(Region labeling records)
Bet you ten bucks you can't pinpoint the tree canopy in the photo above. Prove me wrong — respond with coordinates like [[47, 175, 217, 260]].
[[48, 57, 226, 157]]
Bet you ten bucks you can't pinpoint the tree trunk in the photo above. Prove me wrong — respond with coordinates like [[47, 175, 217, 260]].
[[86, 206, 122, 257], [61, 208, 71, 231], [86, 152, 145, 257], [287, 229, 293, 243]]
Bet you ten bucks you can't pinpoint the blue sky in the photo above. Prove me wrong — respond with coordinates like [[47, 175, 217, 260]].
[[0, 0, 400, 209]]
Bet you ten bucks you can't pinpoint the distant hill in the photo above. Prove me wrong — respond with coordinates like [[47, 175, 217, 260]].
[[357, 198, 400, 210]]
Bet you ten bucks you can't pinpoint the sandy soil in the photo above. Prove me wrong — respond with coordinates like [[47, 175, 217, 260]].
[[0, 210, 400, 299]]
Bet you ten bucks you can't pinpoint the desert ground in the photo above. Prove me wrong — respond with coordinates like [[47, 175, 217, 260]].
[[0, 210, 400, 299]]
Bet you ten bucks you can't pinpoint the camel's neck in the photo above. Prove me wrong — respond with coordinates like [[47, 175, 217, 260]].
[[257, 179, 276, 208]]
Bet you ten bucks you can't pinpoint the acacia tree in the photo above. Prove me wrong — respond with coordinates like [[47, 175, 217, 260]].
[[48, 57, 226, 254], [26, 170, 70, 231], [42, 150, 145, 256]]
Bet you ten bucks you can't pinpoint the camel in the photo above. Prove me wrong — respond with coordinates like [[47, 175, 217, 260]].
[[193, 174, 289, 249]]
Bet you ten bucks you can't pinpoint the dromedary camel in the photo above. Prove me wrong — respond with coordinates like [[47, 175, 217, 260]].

YOUR OBJECTIVE:
Could you put the lines above into a JSON list of strings, with one string for each line and any blank lines left out?

SOLUTION TO THIS TASK:
[
  "Bet you ten bucks you can't pinpoint the tree canopy in the photo above. Prove me wrong — respond with coordinates like [[47, 175, 217, 260]].",
  "[[48, 57, 226, 157]]",
  "Bet you ten bucks you can't pinpoint the tree trunk in the photo above. Prove me wrong — respond with coordinates like [[47, 175, 217, 260]].",
  "[[86, 206, 122, 257], [61, 208, 71, 231], [86, 152, 145, 257], [287, 229, 293, 243]]",
  "Bet you ten bucks you can't pinpoint the blue sky in the photo above. Prove me wrong — respond with coordinates like [[47, 175, 217, 260]].",
  "[[0, 0, 400, 209]]",
  "Bet you ten bucks you can't pinpoint the distant hill in the photo above. Prove me wrong — respond with coordinates like [[47, 175, 217, 260]].",
  "[[357, 198, 400, 210]]",
  "Bet you ten bucks you can't pinpoint the sandy soil in the photo above. Prove me wrong — respond with coordinates like [[47, 175, 217, 260]].",
  "[[0, 210, 400, 299]]",
  "Bet you ten bucks you can't pinpoint the desert ground in the photo above. Prove me wrong — respond with coordinates like [[47, 175, 217, 260]].",
  "[[0, 210, 400, 299]]",
  "Bet you ten bucks you can't pinpoint the camel's neck in the photo above. Prove me wrong — respond with coordinates like [[47, 175, 217, 260]].",
  "[[257, 179, 276, 208]]",
  "Bet you ten bucks you can't pinpoint the acacia tree in the photo above. Prove me wrong — respond with coordinates like [[47, 175, 217, 260]].",
  "[[48, 57, 226, 254], [26, 170, 70, 231], [42, 150, 145, 256]]",
  "Bet you ten bucks you can't pinpoint the camel in the photo above. Prove me wrong — respond with coordinates like [[47, 175, 217, 260]].",
  "[[193, 174, 289, 249]]",
  "Bet you ten bucks you can't pinpoint the dromedary camel in the photo above. Prove me wrong — respond with coordinates like [[47, 175, 217, 260]]."
]